| Material for the task |
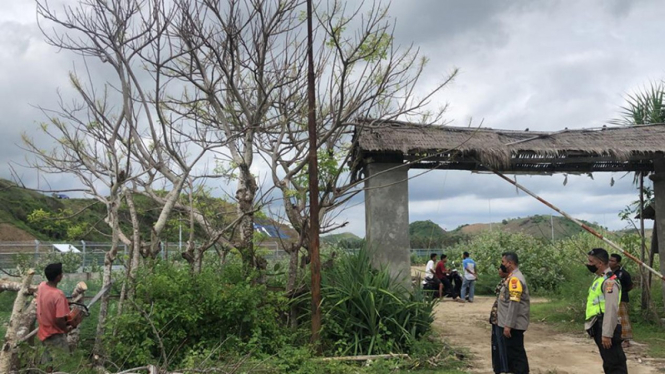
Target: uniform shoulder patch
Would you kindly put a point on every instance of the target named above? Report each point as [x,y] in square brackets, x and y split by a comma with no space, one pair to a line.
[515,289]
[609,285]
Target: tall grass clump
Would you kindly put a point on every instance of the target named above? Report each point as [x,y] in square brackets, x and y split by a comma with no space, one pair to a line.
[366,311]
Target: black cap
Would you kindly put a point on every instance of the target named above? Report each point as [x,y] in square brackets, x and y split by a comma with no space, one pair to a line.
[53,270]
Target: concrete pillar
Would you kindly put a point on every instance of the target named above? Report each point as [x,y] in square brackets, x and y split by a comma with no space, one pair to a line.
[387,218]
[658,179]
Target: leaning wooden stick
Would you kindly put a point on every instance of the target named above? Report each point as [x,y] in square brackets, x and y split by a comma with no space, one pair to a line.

| Exercise goal |
Lay out every line of the records above as a JSON list of strings, one string per line, skipping blank lines and leaving out the pictures.

| Response |
[
  "Target: uniform shoulder patch",
  "Would you kindly put a point on every instance of the target named above? Report each point as [x,y] in square brackets, x and y split by a comma with no space, one pair to a line.",
  "[515,289]",
  "[609,285]",
  "Target: tall grass clump",
  "Would you kindly put a point on every instance of the target named above? Report each point as [x,y] in square brackets, x and y split by a comma with no space, one pair to a line.",
  "[366,311]",
  "Target: black cap",
  "Would you kindly put a point on every instance of the target named above? Report each point as [x,y] in square brackets, x and y split by a comma with no space, one pair to a line.",
  "[53,270]",
  "Target: concrete pillar",
  "Would you kindly put a point on every instance of the target named above? Report each point as [x,y] in square brackets, x and y split by a comma with no space, one pair to a line.",
  "[387,218]",
  "[658,179]",
  "Target: leaning wooden stick",
  "Would you kindly put a point on every instance of the target named above? Report each point as [x,y] in square brackets, x and y split by a comma with no space, one pair to a line."
]